* **WHAT TO WORK ON**: Locate every line in the data below that contains the word "iron" and copy each one. Case counts.

>> Start RECORDS SUPPLIED

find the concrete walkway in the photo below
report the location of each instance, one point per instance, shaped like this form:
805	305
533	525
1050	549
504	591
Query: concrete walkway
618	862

>> End RECORDS SUPPLIED
>> Start RECORDS SUPPLIED

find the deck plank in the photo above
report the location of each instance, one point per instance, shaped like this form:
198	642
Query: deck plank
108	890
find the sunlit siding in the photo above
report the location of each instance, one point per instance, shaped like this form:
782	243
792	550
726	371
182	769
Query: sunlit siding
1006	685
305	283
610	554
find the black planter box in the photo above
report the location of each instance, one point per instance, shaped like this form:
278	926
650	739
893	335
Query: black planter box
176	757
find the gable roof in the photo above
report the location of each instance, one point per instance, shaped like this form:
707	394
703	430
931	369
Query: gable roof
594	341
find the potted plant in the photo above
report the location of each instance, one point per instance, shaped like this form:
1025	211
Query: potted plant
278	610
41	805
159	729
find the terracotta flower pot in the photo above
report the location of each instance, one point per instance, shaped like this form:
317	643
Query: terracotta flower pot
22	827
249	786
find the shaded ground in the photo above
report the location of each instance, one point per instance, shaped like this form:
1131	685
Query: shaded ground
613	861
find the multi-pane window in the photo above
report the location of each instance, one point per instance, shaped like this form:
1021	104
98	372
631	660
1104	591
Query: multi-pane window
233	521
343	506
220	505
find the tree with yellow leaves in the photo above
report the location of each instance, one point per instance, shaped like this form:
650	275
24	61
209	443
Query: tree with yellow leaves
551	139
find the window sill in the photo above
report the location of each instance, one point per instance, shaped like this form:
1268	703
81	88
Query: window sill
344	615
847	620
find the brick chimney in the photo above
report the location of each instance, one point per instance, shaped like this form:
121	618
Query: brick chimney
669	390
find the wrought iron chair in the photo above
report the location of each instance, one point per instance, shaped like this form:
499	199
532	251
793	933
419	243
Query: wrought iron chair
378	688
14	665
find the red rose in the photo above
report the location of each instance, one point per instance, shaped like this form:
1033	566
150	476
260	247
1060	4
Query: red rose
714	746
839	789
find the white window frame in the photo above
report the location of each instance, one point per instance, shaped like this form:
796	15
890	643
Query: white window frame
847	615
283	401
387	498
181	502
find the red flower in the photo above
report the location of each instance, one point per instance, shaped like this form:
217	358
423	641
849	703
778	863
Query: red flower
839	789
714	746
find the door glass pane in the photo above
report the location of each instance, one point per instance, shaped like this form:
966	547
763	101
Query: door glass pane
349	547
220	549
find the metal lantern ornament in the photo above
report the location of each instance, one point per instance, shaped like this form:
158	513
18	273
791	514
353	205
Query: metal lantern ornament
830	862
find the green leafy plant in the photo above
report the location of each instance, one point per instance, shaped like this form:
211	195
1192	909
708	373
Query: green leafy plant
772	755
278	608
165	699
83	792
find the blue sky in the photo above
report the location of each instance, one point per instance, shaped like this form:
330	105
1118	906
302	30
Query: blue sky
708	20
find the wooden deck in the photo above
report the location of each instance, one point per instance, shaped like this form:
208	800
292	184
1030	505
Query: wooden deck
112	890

>> End RECORDS SUPPLIED

* **SOLUTION TO THE EXERCISE**:
find the wrought iron chair in the photo above
Query: wrought iron chair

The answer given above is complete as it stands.